> _Given request A_:
Reproduce word for word the stretch of the configuration property tables from "Table 7. Basic" through "user-created data dictionary.".
> _Given request B_:
In the configuration property tables, what is the default document summary length?
> _Given request C_:
Continue the configuration property tables from where they stop.

Table 5. Social Media property
Social Media property	Meaning
te.short-content.enabled	If set to `true`, the processing of Social Media (for example, Twitter data) is enabled. If set to `false` (the default), Social Media processing is disabled. Note that Social Media (short content) processing is only applicable to default data (which means English). If you are using a language data other than English, make sure to set this property to `false`.

Table 6. Document Summary properties
Document Summary property	Meaning
te.summary.field	Sets the column name in the output file in which the summarization of the input content is written. The field name is user-variable, and the default is `Summary`.
te.summary.length	Sets the document summary length in sentences. The default length is 3 sentences.

Table 7. Basic custom properties
Basic Custom properties	Meaning
te.salience.userdataDirectory	Takes an absolute path to a directory that contains a user-created data dictionary.
te.sentiment.setSentimentDictionary	Takes an absolute path to a user-created dictionary that will be used as the sentiment dictionary for the Salience Engine (that is, this dictionary overrides the default Salience sentiment dictionary).

> _Extracted data_:
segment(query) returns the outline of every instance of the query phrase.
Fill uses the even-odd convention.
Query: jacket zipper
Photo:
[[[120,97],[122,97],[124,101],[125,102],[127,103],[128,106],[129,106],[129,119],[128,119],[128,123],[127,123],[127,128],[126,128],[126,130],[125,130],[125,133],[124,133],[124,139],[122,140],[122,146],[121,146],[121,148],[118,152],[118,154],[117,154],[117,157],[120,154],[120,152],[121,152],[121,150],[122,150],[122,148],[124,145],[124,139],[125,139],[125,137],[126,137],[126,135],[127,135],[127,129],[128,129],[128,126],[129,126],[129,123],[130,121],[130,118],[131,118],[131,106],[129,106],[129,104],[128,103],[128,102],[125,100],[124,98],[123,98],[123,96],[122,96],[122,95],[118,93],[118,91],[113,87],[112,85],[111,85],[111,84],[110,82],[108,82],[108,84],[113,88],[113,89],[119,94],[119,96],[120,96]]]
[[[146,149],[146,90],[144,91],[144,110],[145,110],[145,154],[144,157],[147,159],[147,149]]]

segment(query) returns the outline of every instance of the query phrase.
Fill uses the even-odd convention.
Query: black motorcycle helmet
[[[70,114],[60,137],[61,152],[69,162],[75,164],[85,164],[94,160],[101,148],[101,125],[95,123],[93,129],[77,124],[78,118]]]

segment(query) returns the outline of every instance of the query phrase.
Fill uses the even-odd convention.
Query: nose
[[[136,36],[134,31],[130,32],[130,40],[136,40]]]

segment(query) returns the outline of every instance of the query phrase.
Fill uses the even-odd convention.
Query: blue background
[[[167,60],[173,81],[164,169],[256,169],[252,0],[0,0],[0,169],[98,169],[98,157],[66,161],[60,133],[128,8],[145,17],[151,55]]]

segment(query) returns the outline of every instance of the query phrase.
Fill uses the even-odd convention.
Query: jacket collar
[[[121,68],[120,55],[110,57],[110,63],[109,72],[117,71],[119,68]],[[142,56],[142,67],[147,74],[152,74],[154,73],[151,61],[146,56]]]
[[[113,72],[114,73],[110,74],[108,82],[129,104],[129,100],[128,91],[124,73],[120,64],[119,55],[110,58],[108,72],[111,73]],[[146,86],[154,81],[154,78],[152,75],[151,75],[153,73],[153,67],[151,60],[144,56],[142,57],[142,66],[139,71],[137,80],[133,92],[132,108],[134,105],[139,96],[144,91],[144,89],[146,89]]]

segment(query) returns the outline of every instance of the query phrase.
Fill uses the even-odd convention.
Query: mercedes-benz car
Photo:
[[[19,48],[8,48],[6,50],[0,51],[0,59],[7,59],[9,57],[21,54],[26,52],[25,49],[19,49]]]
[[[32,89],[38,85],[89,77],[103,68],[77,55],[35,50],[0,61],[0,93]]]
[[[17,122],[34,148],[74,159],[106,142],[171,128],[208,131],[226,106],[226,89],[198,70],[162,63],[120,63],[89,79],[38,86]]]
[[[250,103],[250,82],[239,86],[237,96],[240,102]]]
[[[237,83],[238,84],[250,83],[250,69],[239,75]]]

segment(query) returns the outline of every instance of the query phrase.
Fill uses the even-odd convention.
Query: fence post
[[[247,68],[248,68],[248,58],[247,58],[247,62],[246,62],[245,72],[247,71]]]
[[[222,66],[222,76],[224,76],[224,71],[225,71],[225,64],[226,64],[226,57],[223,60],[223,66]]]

> _Right answer A_:
Table 7. Basic custom properties
Basic Custom properties	Meaning
te.salience.userdataDirectory	Takes an absolute path to a directory that contains a user-created data dictionary.

> _Right answer B_:
3 sentences.

> _Right answer C_:
te.sentiment.addSentimentDictionary	Takes an absolute path to a user-created dictionary that will be used in addition to the current sentiment Analysis dictionary: If te.sentiment.setSentimentDictionary has been used, then the additional dictionary is added to the first user-created sentiment dictionary. If te.sentiment.setSentimentDictionary has not been used, then the additional dictionary is added to the default Salience sentiment dictionary.

Table 8. Query topic processing properties
Query Topics property	Meaning
te.query-topics.enabled	If set to `true` (the default), query topic processing is enabled. If set to `false`, query topic processing is disabled.
te.query-topics.field	Sets the target field name in the output records to which specified query topics are written. The field name is user-variable, and `QueryTopics` is the default.
Salience.Options.QueryTopics.setQueryTopicList	Specifies the location and name of the file used to define the topics and queries you want to use to tag output from this instance of the Text Enrichment component.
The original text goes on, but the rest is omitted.